For the records that follow, please set down exactly the lines between the one holding "negative clicks: (411, 689)" and the one holding "760L13 782L17 1240L700", inclusive, and only those.

┄┄┄┄┄┄┄┄┄┄

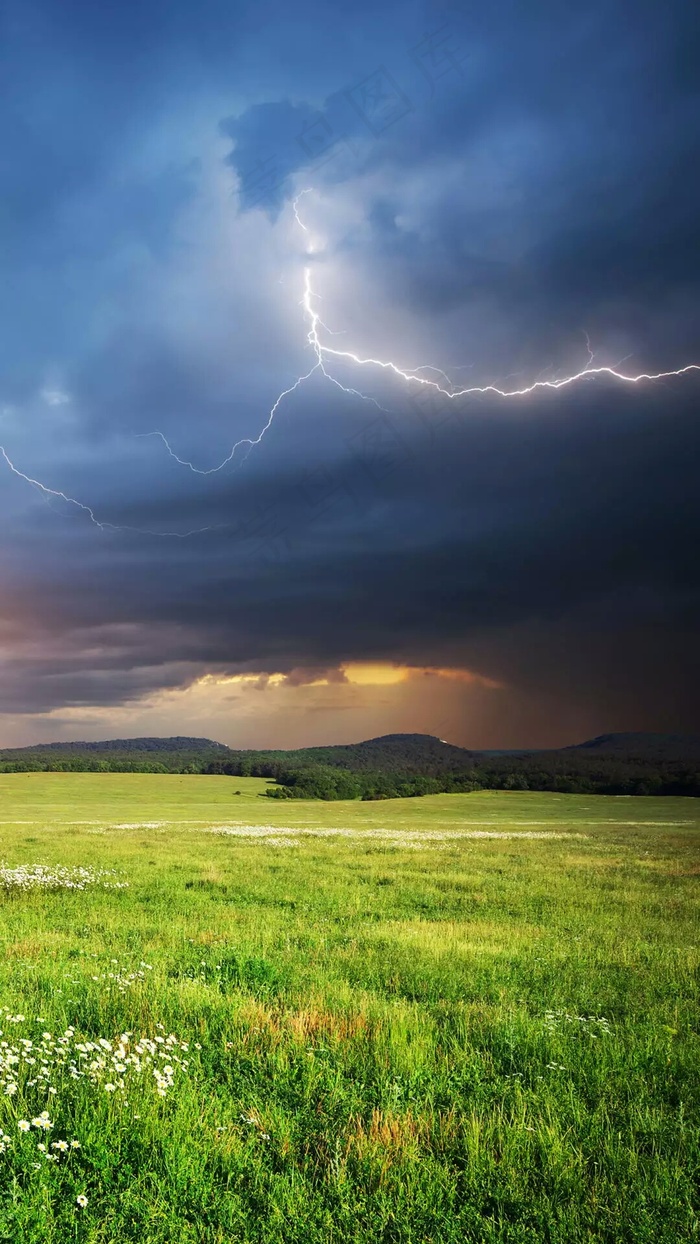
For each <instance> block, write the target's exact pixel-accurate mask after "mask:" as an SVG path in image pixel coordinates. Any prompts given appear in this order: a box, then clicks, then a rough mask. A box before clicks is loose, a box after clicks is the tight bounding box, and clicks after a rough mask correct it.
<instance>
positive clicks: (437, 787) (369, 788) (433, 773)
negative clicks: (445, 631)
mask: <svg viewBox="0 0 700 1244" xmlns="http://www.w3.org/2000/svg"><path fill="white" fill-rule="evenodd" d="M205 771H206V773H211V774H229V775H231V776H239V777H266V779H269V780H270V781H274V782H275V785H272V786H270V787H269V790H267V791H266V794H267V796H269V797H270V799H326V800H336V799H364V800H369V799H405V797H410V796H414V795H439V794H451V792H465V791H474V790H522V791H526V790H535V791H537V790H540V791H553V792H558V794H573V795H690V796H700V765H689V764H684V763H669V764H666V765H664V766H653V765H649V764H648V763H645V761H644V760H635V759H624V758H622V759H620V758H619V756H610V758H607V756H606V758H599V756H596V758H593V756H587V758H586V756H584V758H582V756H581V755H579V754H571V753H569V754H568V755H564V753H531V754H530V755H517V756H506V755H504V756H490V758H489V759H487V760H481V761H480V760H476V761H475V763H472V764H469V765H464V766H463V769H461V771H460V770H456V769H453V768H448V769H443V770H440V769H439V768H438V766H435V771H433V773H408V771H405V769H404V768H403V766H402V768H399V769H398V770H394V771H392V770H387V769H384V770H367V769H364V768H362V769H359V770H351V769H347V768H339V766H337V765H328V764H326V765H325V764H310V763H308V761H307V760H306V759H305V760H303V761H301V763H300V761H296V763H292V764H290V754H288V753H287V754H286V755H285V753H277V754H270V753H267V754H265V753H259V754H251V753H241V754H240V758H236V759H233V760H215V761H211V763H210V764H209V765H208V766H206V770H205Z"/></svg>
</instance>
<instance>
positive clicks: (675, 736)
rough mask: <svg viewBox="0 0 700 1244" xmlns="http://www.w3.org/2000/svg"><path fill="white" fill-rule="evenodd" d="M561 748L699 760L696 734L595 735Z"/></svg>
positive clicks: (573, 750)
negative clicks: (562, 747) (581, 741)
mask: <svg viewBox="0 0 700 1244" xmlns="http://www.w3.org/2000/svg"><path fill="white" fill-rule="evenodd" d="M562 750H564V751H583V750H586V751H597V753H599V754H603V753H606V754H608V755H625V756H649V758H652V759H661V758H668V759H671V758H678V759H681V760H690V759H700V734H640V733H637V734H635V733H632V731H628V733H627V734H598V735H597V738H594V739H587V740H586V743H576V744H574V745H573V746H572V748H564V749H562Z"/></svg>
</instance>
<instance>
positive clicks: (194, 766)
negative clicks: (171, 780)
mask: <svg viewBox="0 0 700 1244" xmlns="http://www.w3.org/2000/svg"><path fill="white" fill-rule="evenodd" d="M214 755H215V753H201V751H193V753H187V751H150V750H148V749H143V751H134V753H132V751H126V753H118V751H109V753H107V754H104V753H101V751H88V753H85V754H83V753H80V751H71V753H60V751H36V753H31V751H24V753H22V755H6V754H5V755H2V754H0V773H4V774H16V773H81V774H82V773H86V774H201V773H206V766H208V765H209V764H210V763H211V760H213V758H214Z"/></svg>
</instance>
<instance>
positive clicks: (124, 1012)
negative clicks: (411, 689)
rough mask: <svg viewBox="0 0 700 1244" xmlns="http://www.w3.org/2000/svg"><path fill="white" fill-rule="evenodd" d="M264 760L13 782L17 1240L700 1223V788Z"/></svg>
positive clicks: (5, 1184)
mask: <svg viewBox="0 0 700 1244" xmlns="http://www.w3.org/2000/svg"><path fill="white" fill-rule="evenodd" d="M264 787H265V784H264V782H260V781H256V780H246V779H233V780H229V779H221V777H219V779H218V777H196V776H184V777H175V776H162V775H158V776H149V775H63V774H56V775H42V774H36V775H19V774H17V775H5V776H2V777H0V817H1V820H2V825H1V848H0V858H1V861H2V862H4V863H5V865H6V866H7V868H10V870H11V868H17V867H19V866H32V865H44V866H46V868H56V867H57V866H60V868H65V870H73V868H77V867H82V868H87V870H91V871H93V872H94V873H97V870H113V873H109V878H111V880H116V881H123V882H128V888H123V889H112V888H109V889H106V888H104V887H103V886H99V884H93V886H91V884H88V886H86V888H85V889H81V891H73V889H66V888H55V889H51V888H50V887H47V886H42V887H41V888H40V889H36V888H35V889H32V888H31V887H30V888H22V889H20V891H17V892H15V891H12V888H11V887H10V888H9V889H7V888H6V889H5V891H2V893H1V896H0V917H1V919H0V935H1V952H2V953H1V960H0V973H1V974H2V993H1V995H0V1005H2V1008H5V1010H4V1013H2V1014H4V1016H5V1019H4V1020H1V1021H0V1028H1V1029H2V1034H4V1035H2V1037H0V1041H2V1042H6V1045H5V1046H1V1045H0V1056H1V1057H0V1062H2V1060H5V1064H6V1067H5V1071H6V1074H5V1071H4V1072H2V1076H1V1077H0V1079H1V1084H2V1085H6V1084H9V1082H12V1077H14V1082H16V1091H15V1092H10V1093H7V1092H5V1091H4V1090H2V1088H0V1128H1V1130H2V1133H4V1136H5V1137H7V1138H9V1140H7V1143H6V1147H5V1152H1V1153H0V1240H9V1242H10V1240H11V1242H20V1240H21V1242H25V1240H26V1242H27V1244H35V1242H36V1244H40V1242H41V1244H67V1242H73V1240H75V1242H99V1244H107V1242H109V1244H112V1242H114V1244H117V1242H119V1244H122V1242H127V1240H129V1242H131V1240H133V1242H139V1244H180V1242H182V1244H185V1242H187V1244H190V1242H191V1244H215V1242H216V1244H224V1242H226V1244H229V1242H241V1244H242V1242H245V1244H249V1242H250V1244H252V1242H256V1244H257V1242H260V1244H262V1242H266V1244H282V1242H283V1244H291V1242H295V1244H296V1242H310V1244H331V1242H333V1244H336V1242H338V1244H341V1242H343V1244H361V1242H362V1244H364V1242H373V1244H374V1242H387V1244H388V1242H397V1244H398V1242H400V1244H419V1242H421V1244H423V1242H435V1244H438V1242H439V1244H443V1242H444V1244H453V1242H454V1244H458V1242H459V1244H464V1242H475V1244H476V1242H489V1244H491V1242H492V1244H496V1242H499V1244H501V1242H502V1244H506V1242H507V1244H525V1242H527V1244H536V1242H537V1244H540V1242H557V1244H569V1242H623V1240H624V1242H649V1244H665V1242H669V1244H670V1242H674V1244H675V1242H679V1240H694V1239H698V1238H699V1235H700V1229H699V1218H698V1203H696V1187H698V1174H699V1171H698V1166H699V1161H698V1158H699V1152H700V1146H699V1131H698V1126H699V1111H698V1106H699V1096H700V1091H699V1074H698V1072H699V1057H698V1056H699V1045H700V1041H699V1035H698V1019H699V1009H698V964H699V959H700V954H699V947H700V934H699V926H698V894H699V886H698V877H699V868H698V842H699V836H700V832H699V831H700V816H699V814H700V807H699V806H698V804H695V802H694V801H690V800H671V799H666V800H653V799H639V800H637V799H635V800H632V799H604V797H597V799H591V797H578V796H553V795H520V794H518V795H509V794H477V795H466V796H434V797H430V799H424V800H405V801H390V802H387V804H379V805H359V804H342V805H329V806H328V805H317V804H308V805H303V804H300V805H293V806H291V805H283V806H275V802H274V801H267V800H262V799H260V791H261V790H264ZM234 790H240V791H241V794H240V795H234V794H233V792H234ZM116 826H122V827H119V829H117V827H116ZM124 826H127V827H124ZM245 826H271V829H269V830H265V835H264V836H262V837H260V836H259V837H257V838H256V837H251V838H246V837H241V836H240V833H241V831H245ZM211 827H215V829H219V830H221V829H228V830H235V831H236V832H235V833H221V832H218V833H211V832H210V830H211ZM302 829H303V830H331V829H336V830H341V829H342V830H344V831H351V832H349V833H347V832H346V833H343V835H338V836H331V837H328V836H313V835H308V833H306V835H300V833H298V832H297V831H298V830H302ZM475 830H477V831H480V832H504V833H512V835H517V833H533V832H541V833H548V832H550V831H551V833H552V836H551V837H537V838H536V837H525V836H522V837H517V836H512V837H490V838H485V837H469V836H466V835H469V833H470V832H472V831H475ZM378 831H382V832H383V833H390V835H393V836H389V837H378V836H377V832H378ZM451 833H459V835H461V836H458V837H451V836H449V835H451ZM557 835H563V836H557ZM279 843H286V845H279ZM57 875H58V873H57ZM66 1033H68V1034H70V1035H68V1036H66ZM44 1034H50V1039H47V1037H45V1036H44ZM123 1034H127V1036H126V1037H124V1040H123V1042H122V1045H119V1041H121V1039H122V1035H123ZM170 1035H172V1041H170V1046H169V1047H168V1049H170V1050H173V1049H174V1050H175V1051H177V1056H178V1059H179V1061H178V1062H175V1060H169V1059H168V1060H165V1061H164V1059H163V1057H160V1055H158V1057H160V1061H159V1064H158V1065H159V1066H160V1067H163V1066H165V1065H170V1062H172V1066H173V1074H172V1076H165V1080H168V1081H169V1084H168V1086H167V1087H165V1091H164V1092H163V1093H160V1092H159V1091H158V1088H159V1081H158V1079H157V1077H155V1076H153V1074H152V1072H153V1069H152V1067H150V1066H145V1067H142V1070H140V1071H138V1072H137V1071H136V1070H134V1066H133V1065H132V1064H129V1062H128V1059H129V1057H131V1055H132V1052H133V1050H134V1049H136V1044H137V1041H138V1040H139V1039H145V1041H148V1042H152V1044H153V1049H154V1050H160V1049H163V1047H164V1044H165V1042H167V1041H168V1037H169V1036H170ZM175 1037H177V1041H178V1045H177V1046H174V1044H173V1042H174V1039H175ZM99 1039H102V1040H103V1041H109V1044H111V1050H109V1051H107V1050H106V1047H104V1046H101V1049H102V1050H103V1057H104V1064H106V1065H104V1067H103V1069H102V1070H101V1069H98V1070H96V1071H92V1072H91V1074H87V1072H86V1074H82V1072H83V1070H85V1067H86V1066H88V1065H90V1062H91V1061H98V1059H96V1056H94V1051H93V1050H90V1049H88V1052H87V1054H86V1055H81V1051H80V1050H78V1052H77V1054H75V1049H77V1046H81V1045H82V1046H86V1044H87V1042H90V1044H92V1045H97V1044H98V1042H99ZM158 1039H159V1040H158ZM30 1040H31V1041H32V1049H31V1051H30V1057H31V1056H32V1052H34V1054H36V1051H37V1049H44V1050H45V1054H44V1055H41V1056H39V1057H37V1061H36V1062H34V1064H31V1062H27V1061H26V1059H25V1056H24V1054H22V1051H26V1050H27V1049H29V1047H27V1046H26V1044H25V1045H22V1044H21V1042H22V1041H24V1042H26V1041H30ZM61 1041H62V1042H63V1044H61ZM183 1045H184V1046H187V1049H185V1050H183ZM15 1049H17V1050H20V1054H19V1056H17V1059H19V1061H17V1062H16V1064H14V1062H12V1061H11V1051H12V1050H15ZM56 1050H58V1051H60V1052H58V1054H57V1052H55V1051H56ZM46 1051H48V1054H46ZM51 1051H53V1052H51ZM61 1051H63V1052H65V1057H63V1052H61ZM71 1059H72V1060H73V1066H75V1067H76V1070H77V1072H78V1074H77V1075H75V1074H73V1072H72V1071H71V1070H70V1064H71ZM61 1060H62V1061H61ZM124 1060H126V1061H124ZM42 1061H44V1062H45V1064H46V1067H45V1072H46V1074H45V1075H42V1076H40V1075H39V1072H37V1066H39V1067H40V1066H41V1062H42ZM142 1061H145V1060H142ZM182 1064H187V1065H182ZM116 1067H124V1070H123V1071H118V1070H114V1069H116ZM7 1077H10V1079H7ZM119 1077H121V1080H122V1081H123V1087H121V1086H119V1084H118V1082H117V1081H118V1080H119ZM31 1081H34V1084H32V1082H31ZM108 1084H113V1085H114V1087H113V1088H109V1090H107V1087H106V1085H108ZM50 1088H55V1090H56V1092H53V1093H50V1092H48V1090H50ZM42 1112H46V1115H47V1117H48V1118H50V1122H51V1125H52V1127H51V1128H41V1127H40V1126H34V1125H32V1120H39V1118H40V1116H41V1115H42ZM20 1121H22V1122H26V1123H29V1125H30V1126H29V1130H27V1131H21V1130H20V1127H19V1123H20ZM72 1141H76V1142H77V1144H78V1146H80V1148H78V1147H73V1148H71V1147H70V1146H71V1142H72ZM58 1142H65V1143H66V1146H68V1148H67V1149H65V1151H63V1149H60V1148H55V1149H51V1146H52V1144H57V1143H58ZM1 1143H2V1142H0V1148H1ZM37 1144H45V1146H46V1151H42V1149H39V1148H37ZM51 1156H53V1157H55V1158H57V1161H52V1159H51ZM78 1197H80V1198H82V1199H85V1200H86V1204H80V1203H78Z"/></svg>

┄┄┄┄┄┄┄┄┄┄

=== Written solution ===
negative clicks: (411, 689)
rough mask: <svg viewBox="0 0 700 1244" xmlns="http://www.w3.org/2000/svg"><path fill="white" fill-rule="evenodd" d="M264 760L13 782L17 1240L700 1223V788Z"/></svg>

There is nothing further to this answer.